**Passage for review**
▽

The Supreme Court’s Hobby Lobby decision ruled that RFRA applies to regulations that govern the activities of closely held for-profit corporations like Hobby Lobby. The Barack Obama administration made the catch-22 argument that such companies cannot sue because they are for-profit corporations, and that their owners cannot sue because the regulations apply only to the companies. That would leave no one who could sue over this RFRA violation. But as the Court noted, nothing in RFRA suggests a congressional intent to depart from the Dictionary Act definition of “person,” which “include[s] corporations, . . . as well as individuals.” 1 U.S.C. §1. Moreover, the Court’s earlier decision in favor of Native Americans in Gonzales had also involved a RFRA claim brought by a corporation, albeit a nonprofit. Indeed, churches themselves are commonly incorporated.

△

**Entries provided**

▽

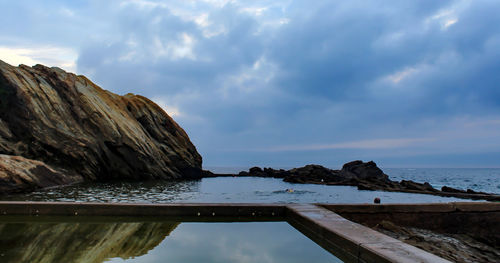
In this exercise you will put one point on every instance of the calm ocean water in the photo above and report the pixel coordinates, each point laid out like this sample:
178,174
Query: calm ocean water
267,190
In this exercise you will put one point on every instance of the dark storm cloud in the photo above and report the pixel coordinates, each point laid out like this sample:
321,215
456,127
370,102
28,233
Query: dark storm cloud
287,81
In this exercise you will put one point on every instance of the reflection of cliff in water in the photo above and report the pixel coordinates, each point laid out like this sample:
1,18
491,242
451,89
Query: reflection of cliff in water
79,242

△

**Activity**
In the passage on the Hobby Lobby decision, switch "catch-22 argument" to "circular argument" and give the part starting at "The Supreme Court’s" and ending at "are commonly incorporated.".

**Response to this exercise**
The Supreme Court’s Hobby Lobby decision ruled that RFRA applies to regulations that govern the activities of closely held for-profit corporations like Hobby Lobby. The Barack Obama administration made the circular argument that such companies cannot sue because they are for-profit corporations, and that their owners cannot sue because the regulations apply only to the companies. That would leave no one who could sue over this RFRA violation. But as the Court noted, nothing in RFRA suggests a congressional intent to depart from the Dictionary Act definition of “person,” which “include[s] corporations, . . . as well as individuals.” 1 U.S.C. §1. Moreover, the Court’s earlier decision in favor of Native Americans in Gonzales had also involved a RFRA claim brought by a corporation, albeit a nonprofit. Indeed, churches themselves are commonly incorporated.